**Exercise details**
The records that follow are to be repeated without alteration.

**Data records**
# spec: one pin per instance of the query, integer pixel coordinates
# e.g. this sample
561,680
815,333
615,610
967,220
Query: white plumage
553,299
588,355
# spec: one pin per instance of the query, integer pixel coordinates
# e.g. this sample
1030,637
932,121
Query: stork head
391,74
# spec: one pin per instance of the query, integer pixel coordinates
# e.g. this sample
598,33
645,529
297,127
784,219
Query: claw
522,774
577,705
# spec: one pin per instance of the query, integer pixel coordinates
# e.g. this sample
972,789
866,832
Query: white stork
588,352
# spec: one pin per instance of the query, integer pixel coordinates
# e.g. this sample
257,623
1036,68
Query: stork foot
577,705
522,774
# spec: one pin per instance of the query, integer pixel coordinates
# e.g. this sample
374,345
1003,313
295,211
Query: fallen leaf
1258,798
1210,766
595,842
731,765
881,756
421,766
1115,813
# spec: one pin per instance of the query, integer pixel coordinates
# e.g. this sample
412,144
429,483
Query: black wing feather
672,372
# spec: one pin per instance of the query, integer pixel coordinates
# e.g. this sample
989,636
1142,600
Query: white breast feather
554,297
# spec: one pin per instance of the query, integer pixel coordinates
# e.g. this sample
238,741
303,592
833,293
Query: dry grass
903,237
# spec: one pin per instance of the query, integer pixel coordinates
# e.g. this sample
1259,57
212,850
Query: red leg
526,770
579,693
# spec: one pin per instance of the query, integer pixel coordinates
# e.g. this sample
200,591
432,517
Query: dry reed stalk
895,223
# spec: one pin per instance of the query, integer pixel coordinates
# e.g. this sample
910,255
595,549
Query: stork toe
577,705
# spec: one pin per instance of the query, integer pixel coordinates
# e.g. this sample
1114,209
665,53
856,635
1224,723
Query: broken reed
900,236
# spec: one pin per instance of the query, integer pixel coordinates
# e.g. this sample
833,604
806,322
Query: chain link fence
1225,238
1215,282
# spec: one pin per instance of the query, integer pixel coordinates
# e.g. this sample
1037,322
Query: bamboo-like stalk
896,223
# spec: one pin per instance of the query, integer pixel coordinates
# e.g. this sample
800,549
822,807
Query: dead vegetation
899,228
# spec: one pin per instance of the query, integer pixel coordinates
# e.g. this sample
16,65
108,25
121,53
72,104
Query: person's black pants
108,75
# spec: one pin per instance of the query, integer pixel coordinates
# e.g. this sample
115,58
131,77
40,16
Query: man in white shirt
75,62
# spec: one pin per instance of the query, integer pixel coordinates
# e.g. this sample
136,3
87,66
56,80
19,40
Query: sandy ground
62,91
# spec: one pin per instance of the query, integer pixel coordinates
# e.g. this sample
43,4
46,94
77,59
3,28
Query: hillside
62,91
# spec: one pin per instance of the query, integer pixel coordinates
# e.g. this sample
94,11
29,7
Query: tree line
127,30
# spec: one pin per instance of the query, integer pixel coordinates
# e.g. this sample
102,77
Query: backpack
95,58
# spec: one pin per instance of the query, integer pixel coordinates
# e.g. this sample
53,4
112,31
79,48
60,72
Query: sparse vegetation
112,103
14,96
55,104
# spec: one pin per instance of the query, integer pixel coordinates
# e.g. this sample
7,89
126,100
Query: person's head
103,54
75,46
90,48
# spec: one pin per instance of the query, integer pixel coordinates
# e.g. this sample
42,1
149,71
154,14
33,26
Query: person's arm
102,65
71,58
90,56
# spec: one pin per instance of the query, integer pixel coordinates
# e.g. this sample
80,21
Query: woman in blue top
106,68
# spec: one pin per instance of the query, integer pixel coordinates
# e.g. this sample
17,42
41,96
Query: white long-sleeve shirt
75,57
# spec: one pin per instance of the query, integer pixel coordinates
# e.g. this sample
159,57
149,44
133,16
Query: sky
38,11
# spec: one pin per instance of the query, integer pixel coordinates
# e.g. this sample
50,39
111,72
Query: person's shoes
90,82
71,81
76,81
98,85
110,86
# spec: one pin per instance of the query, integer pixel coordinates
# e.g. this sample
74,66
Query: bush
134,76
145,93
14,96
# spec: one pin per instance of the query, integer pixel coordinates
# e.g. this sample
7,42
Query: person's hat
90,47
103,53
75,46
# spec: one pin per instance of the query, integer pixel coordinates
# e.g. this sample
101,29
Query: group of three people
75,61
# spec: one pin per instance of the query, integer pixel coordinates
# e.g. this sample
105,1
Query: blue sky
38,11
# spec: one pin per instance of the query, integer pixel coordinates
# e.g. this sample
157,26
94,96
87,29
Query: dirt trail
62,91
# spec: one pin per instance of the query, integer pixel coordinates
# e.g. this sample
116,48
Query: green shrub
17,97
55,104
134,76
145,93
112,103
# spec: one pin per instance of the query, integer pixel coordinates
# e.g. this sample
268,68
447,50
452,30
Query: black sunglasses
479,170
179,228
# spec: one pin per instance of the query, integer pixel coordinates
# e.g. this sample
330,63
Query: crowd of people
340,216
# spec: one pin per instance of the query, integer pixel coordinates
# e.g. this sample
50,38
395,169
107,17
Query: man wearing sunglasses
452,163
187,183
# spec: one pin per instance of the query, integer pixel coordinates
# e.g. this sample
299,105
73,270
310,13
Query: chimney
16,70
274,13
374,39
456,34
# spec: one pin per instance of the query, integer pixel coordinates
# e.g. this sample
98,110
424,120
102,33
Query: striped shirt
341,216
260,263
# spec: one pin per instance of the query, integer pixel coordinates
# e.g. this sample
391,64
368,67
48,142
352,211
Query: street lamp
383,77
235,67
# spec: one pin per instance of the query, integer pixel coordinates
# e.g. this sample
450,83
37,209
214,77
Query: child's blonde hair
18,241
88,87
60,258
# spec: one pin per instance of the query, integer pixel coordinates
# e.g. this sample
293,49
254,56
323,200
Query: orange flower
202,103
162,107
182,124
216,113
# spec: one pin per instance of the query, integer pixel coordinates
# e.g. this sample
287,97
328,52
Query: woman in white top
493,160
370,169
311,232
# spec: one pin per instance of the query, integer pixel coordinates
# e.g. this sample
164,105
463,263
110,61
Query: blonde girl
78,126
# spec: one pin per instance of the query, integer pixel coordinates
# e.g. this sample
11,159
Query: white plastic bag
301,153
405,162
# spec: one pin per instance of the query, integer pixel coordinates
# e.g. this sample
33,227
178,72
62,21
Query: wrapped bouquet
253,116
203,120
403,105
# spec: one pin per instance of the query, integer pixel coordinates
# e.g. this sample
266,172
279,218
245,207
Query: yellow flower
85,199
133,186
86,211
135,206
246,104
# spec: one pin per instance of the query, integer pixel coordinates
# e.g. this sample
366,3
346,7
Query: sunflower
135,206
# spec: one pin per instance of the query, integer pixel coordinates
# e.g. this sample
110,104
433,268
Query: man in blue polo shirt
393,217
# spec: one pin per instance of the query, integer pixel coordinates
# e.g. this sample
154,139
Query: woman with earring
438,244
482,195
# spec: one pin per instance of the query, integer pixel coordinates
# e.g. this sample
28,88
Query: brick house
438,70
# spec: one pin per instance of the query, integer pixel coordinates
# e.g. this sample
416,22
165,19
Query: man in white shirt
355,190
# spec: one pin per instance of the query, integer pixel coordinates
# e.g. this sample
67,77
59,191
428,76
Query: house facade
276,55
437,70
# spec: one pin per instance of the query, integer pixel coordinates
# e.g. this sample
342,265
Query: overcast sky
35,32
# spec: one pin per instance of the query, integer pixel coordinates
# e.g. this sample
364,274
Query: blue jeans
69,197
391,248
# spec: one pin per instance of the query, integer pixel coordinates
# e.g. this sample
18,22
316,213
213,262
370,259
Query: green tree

**Task response**
# spec: one pin per instance of the query, integer pixel coordinates
# e.g. this sample
561,680
815,333
615,610
967,220
Query: white plumage
553,299
588,355
# spec: one pin per instance of the query, integer pixel coordinates
# e.g. this sample
1030,637
932,121
Query: stork head
391,74
# spec: one pin per instance of the query, integer pixel coordinates
# e.g. this sample
598,33
645,529
297,127
784,219
Query: claw
522,774
577,705
# spec: one pin per instance of the query, integer pixel coordinates
# e.g. this sample
972,789
866,832
Query: white stork
588,352
# spec: one pin per instance of the query, integer pixel coordinates
# e.g. this sample
257,623
1036,68
Query: stork foot
577,705
522,774
# spec: one pin per instance of the query, integer pixel coordinates
# e.g. this sample
374,345
1003,313
295,211
Query: fallen leaf
1258,798
1210,766
595,842
731,765
881,756
421,766
1115,813
# spec: one pin per instance of the query, integer pixel coordinates
# e.g. this sample
412,144
429,483
Query: black wing feather
672,372
# spec: one pin per instance of the query, integer pixel coordinates
# e.g. this sample
989,636
1142,600
Query: white breast feather
554,297
# spec: one pin per instance of the query, integer pixel coordinates
# e.g. this sample
238,741
303,592
833,293
Query: dry grass
903,237
# spec: one pin per instance of the query, integer pixel coordinates
# e.g. this sample
1259,57
212,850
Query: red leg
526,770
579,693
# spec: one pin per instance of the query, integer pixel coordinates
# e.g. this sample
200,591
432,517
Query: dry reed stalk
895,223
# spec: one pin per instance of the query, integer pixel coordinates
# e.g. this sample
910,255
595,549
Query: stork toe
577,705
# spec: one pin per instance of the query, integer pixel coordinates
# e.g. this sample
1114,209
665,53
856,635
1224,723
Query: broken reed
900,236
# spec: one pin per instance of the query, integer pixel coordinates
# e.g. this sample
833,604
806,322
Query: chain link fence
1225,238
1215,282
# spec: one pin per instance of the query, integer pixel coordinates
# e.g. this sample
1037,322
Query: bamboo-like stalk
896,223
# spec: one pin per instance of the query, integer pixel coordinates
# e.g. this sample
800,549
822,807
Query: dead vegetation
899,228
# spec: one pin per instance of the query, integer pixel coordinates
# e.g. this sample
16,65
108,25
121,53
72,104
Query: person's black pants
108,75
# spec: one pin per instance of the query, integer pixel coordinates
# e.g. this sample
115,58
131,77
40,16
Query: man in white shirt
75,62
# spec: one pin per instance of the query, integer pixel coordinates
# e.g. this sample
136,3
87,66
56,80
19,40
Query: sandy ground
62,91
# spec: one pin per instance of the query, integer pixel coordinates
# e.g. this sample
43,4
46,94
77,59
3,28
Query: hillside
62,91
# spec: one pin per instance of the query, integer pixel coordinates
# e.g. this sample
94,11
29,7
Query: tree line
127,30
# spec: one pin per instance of the query, integer pixel coordinates
# e.g. this sample
102,77
Query: backpack
95,58
# spec: one pin per instance of the query, integer pixel coordinates
# e.g. this sample
53,4
112,31
79,48
60,72
Query: sparse vegetation
112,103
14,96
55,104
# spec: one pin per instance of the query, integer pixel coordinates
# e.g. this sample
7,89
126,100
Query: person's head
103,54
75,46
90,48
# spec: one pin per instance of the query, integer pixel coordinates
# e.g. this sample
42,1
149,71
154,14
33,26
Query: person's arm
102,65
71,58
90,56
# spec: one pin per instance of the query, integer pixel coordinates
# e.g. this sample
80,21
Query: woman in blue top
106,68
# spec: one pin per instance of the query, integer pixel coordinates
# e.g. this sample
17,42
41,96
Query: white long-sleeve shirt
75,57
# spec: one pin per instance of the query, integer pixel coordinates
# e.g. this sample
159,57
149,44
133,16
Query: sky
38,11
# spec: one pin per instance of the query, integer pixel coordinates
# e.g. this sample
50,39
111,72
Query: person's shoes
90,82
71,81
76,81
98,85
110,86
# spec: one pin per instance of the query, integer pixel coordinates
# e.g. this sample
74,66
Query: bush
134,76
145,93
14,96
# spec: one pin per instance of the query, integer pixel coordinates
# e.g. this sample
7,42
Query: person's hat
90,47
103,53
75,46
# spec: one pin per instance of the query, integer pixel coordinates
# e.g. this sample
101,29
Query: group of three people
75,61
# spec: one pin per instance of the query, integer pixel coordinates
# e.g. this sample
105,1
Query: blue sky
38,11
# spec: one pin per instance of the query, integer pixel coordinates
# e.g. this sample
157,26
94,96
87,29
Query: dirt trail
62,91
# spec: one pin per instance of the query, integer pixel coordinates
# e.g. this sample
116,48
Query: green shrub
17,97
55,104
134,76
145,93
112,103
# spec: one pin per instance of the query, integer pixel coordinates
# e.g. this sample
268,68
447,50
452,30
Query: black sunglasses
479,170
179,228
# spec: one pin per instance of the query, integer pixel coordinates
# e.g. this sample
330,63
Query: crowd of people
340,216
# spec: one pin per instance of the query, integer pixel coordinates
# e.g. this sample
50,38
395,169
107,17
Query: man wearing sunglasses
452,163
187,183
# spec: one pin per instance of the query, integer pixel coordinates
# e.g. this sample
299,105
73,270
310,13
Query: chimney
16,70
274,13
374,39
456,34
# spec: one pin per instance of the query, integer pixel coordinates
# e.g. this sample
98,110
424,120
102,33
Query: striped shirt
341,216
260,263
# spec: one pin per instance of the query, integer pixel coordinates
# e.g. this sample
391,64
368,67
48,142
352,211
Query: street lamp
383,77
235,67
# spec: one pin per instance of the query, integer pixel coordinates
# e.g. this sample
450,83
37,209
214,77
Query: child's blonde hair
18,241
88,87
60,258
# spec: one pin per instance of the query, integer pixel coordinates
# e.g. this sample
293,49
254,56
323,200
Query: orange flower
202,103
162,107
182,124
216,113
# spec: one pin per instance of the query, integer pixel coordinates
# e.g. this sample
287,97
328,52
Query: woman in white top
493,160
370,169
311,232
# spec: one pin per instance of the query, integer pixel coordinates
# e.g. this sample
164,105
463,263
110,61
Query: blonde girl
78,126
# spec: one pin per instance of the query, integer pixel coordinates
# e.g. this sample
11,159
Query: white plastic bag
301,153
405,162
# spec: one pin per instance of the query, integer pixel coordinates
# e.g. this sample
33,227
178,72
62,21
Query: wrapped bouquet
253,116
203,120
403,105
# spec: one pin per instance of the query, integer pixel coordinates
# e.g. this sample
266,172
279,218
245,207
Query: yellow flower
85,199
133,186
86,211
135,206
246,104
# spec: one pin per instance of the query, integer pixel coordinates
# e.g. this sample
366,3
346,7
Query: sunflower
135,206
# spec: one pin per instance of the query, integer pixel coordinates
# e.g. this sample
110,104
433,268
Query: man in blue polo shirt
393,217
# spec: one pin per instance of the query, integer pixel coordinates
# e.g. this sample
154,139
Query: woman with earring
438,244
482,195
# spec: one pin per instance of the query, integer pixel coordinates
# e.g. this sample
28,88
Query: brick house
438,70
# spec: one pin per instance of the query, integer pixel coordinates
# e.g. this sample
416,22
165,19
Query: man in white shirt
355,190
# spec: one pin per instance of the query, integer pixel coordinates
# e.g. this sample
67,77
59,191
428,76
Query: house facade
276,55
437,70
# spec: one pin per instance of the query, integer pixel coordinates
# e.g. this sample
342,265
Query: overcast sky
35,32
# spec: one pin per instance of the query, integer pixel coordinates
# e.g. this sample
364,274
Query: blue jeans
69,197
391,248
# spec: one pin per instance of the query, integer pixel coordinates
# e.g. this sample
18,22
316,213
213,262
370,259
Query: green tree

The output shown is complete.